-- BEGIN DATA SUPPLIED --

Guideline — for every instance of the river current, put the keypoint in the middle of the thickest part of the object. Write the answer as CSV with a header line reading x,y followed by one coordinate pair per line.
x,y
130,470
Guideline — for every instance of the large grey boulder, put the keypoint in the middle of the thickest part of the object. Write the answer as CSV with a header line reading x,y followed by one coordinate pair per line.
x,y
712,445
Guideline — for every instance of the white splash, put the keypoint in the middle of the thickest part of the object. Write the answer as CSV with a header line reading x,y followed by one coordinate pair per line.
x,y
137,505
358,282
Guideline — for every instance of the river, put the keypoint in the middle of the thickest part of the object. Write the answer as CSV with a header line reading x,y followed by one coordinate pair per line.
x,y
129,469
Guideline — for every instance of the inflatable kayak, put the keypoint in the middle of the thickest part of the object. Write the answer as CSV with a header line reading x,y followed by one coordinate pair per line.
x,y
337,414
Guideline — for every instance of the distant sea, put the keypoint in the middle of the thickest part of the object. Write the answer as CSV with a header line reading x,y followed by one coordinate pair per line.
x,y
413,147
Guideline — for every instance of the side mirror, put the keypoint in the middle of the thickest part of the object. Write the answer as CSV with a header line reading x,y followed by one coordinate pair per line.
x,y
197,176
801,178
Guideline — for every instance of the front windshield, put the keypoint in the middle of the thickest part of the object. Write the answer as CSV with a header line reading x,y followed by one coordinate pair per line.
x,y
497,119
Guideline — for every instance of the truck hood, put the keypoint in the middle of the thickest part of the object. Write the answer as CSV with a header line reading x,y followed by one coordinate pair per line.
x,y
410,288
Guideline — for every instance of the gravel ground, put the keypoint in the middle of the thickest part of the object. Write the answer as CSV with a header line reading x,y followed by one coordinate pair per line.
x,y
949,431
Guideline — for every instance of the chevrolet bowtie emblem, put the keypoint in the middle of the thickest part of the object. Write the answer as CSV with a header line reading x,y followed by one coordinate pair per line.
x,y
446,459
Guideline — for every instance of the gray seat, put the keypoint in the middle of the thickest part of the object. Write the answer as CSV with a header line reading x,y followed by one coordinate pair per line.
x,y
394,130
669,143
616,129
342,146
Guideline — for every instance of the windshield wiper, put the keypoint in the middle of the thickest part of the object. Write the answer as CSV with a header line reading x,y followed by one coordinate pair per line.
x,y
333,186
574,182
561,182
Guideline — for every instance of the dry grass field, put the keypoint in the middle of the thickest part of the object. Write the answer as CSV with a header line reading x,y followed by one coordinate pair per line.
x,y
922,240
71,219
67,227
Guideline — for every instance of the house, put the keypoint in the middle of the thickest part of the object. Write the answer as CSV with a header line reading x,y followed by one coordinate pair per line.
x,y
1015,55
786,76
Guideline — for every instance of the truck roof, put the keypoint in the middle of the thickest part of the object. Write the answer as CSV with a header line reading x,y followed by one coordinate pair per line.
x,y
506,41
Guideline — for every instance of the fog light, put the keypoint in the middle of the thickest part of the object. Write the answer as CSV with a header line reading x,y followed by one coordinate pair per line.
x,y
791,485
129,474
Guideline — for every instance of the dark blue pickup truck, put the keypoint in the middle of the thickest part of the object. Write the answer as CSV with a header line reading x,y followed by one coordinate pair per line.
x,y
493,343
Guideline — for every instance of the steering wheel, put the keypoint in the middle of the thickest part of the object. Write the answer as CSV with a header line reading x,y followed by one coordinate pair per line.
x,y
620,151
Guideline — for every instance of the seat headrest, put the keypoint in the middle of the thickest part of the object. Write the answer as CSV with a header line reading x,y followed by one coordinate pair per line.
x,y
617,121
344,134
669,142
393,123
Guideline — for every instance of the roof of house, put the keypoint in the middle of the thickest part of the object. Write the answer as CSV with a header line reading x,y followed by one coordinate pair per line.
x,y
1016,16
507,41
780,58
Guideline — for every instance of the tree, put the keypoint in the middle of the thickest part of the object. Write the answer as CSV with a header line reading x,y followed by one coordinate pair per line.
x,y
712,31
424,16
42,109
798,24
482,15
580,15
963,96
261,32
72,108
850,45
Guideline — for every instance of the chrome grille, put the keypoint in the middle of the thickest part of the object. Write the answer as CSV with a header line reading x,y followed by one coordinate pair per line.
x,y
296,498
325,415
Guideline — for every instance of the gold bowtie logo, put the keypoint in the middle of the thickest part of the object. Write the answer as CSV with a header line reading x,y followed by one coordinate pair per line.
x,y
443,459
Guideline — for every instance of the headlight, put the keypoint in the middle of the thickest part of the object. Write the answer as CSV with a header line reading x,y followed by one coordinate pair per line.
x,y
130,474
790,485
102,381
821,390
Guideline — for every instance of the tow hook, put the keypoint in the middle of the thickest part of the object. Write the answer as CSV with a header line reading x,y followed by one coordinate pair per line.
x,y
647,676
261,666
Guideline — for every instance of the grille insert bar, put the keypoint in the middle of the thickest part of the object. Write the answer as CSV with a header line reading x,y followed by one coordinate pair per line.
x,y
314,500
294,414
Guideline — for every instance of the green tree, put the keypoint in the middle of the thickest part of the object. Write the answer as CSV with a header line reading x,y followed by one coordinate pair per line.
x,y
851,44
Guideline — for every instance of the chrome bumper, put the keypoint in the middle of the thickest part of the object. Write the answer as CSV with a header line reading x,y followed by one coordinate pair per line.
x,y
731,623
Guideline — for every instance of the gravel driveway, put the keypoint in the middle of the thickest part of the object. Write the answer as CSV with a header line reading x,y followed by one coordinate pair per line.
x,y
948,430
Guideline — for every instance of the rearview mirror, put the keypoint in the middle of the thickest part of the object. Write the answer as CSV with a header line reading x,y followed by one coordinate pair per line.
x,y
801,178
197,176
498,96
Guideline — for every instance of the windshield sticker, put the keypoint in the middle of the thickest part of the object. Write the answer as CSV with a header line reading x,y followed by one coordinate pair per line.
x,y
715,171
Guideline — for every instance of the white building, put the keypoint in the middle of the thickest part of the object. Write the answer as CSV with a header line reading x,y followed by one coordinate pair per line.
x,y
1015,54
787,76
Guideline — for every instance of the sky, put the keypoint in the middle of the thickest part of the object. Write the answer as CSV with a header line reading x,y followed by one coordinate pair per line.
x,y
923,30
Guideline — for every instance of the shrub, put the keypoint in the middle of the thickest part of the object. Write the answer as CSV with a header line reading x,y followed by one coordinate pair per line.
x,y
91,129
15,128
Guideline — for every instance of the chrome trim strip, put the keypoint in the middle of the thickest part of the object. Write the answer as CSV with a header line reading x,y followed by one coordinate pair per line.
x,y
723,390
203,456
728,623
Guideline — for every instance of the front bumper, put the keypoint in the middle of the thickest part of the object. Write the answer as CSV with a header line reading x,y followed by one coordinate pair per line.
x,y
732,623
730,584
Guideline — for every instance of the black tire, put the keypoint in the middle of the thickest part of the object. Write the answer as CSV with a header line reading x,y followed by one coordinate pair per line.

-- END DATA SUPPLIED --

● **DIRECTIONS FOR THIS TASK**
Provide an exact reproduction of all the entries shown above.

● **WRITTEN ANSWER**
Guideline — for every instance of the river current, put the keypoint in the middle of the thickest part of the object. Write the answer as CSV with a header line reading x,y followed by one coordinate pair per line.
x,y
130,470
Guideline — for every instance of the large grey boulder, put the keypoint in the middle of the thickest part of the object. Write the answer as CSV with a header line reading x,y followed by one coordinate pair per line.
x,y
712,445
Guideline — for every instance of the white splash, put the keypoint in the middle of the thickest part of the object. Write the answer as CSV with a header line reading x,y followed by one coordinate pair per line.
x,y
137,505
358,282
Guideline — for every instance of the river, put the keypoint in the middle of the thickest part of the object. Write the answer as CSV with a header line reading x,y followed by one coordinate pair per line.
x,y
129,469
Guideline — for every instance of the inflatable kayak, put the keypoint in the middle of the thickest part of the object. Write the answer as CSV with a header line reading x,y followed by one coordinate pair per line.
x,y
337,414
Guideline — for every instance of the distant sea, put the keypoint in the middle of the thickest part of the object. Write the answer as CSV with a header line reading x,y followed by one coordinate pair per line.
x,y
413,147
Guideline — for every instance of the side mirror, put the keypoint in the middle of the thickest part of the object. Write the answer as CSV with a header line reading x,y followed by one coordinate pair per line.
x,y
197,176
801,178
Guideline — for every instance of the front windshield, put the keypoint in the middle of the thickest part of the object. Write the answer as CSV with a header line reading x,y followed by one coordinate pair per line.
x,y
497,119
Guideline — for every instance of the truck hood, put the keypoint in the middle of the thickest part of the object. Write the answer as CSV with a header line reading x,y followed by one coordinate pair per line.
x,y
410,288
Guideline — for every instance of the gravel ground, put the keypoint in the middle of the thickest part of the object. Write the answer as CSV with a header line reading x,y followed by one coordinate pair per line.
x,y
949,431
Guideline — for every instance of the chevrolet bowtie emblem, put the keypoint in the middle of the thickest part of the object. Write the answer as CSV with a header line reading x,y followed by one coordinate pair per line.
x,y
446,459
Guideline — for every instance of the gray seat, put the keypoint in the middle of the thickest part of the object. Write the answer as CSV with a header line reading x,y followed by one coordinate pair per line.
x,y
394,130
669,143
616,129
342,146
Guideline — for every instance of the windshield wiper, put the keypoint in the middle of the thickest part of the object. Write the answer as CSV with a header line reading x,y followed by one coordinate pair per line.
x,y
333,186
574,182
561,182
Guideline — for every instance of the dry grass field, put the keypoint in the middle of the thickest part of the object. Write the answer as CSV with a header line reading x,y followed by one coordinate pair per line.
x,y
922,240
71,219
67,227
Guideline — for every instance of the house, put the keypoint in the middle of the thickest part of the object. Write the answer as CSV with a header line reading x,y followed by one coordinate pair per line.
x,y
1015,55
786,76
Guideline — for every instance of the truck roof, put the keypoint in the middle of the thickest part of the object. Write the answer as CSV with a header line reading x,y followed by one coordinate pair per line.
x,y
506,41
Guideline — for every instance of the fog light, put the keypoint in the middle of the thickest part of the object. Write the answer as CSV with a header line reading x,y followed by one coordinate pair per line.
x,y
791,485
129,474
Guideline — for every instance of the dark blue pickup truck, put the keypoint in the middle of the thickest part of the object. Write the answer as CSV with a header line reading x,y followed by one coordinate pair per line.
x,y
493,343
Guideline — for every instance of the steering wheel, put the keypoint in the middle of the thickest part of the object. Write the answer as CSV with a header line reading x,y followed by one coordinate pair per line.
x,y
620,151
Guideline — for every instance of the seat headrest, put the keypoint in the middle of the thickest part of the object. Write the answer as CSV with a header line reading x,y followed by one coordinate pair per line.
x,y
617,121
344,134
669,142
393,123
Guideline — for every instance of the roof of house, put the keypoint in the middle of the thickest part of the object. Write the answer as CSV with a header line reading x,y followed by one coordinate pair per line.
x,y
1016,16
507,41
780,58
Guideline — for every instance of the tree, put the keypoint in the middle of the thickest part of the object. Write the answer as CSV with a header line reading x,y followed by one coordinate pair per line.
x,y
712,31
424,16
42,109
798,24
482,15
580,15
963,96
261,32
72,108
850,45
Guideline — for every instance of the chrome grille, put the keypoint in the middle of the thickest part of the object. Write the answer as CSV with a header line reading x,y followed by one coordinate pair per line.
x,y
296,498
325,415
Guideline — for every instance of the gold bowtie logo, put the keypoint in the middle of the thickest part of the object. Write the answer as CSV with a header line reading x,y followed by one coordinate pair per line.
x,y
443,459
Guideline — for every instance of the headlight, put the keypoint in the middle of the thickest part of the object. Write the answer as CSV with a header line reading x,y followed by one coordinate pair per line.
x,y
130,474
790,485
102,381
821,390
Guideline — for every instance of the tow hook, put the keypoint in the middle of the thickest part of the object. Write the answer as CSV with a header line reading x,y followed by one coordinate pair per line.
x,y
647,676
261,666
Guideline — for every instance of the grille insert bar, put the keypoint in the middle of the thickest part of the object. Write the answer as CSV with a header line reading x,y followed by one coordinate pair per line.
x,y
314,500
294,414
Guideline — for every instance of the green tree, put the keypoint in the middle of the thickest part of the object. Write the answer as CSV with a header line reading x,y followed by one coordinate pair per line.
x,y
851,44
Guideline — for every instance of the chrome bumper, put the keypoint in the middle of the thickest part of the object. Write the answer as CSV with a header line reading x,y followed by one coordinate pair per line.
x,y
731,623
Guideline — for every instance of the gravel driveway, put the keypoint in the middle of the thickest part of the object. Write the answer as CSV with a header line reading x,y followed by one coordinate pair per line.
x,y
948,430
Guideline — for every instance of the rearview mirror, put the keypoint in the middle of the thickest part of the object. Write the answer as CSV with a header line reading x,y followed by one coordinate pair per line.
x,y
801,178
197,176
498,96
Guideline — for every instance of the windshield sticker, put the keypoint in the middle of the thickest part of the object. Write the answer as CSV with a header line reading x,y followed by one coordinate pair per line.
x,y
715,171
Guideline — for every instance of the white building, put the keypoint in the middle of the thickest part of the object. Write the answer as CSV with a header line reading x,y followed by one coordinate pair per line.
x,y
1015,54
787,76
Guideline — for every instance of the sky, put the keypoint in the middle of the thickest part of the object. Write the answer as CSV with a header line reading x,y followed by one coordinate pair per line.
x,y
923,30
Guideline — for every instance of the shrub, put the keypoint in the middle of the thickest part of the object. Write the answer as CSV with a header line reading x,y followed by one coordinate pair per line.
x,y
91,129
15,128
Guideline — for every instance of the chrome trim strip, put the keypoint in the middle of the thickest part of the object. Write the answer as CSV with a header line reading x,y followed by one coordinate pair per line.
x,y
723,390
203,456
728,623
Guideline — for every instance of the front bumper, put the keypoint in the middle of the thickest part of the object. Write the answer as CSV with a header line reading x,y followed by one coordinate pair per line.
x,y
732,623
730,584
Guideline — for every instance of the black tire, put the keypoint in the middle of the thickest part of the object. Write the answer as CSV with a header line reading x,y followed by one coordinate pair per line.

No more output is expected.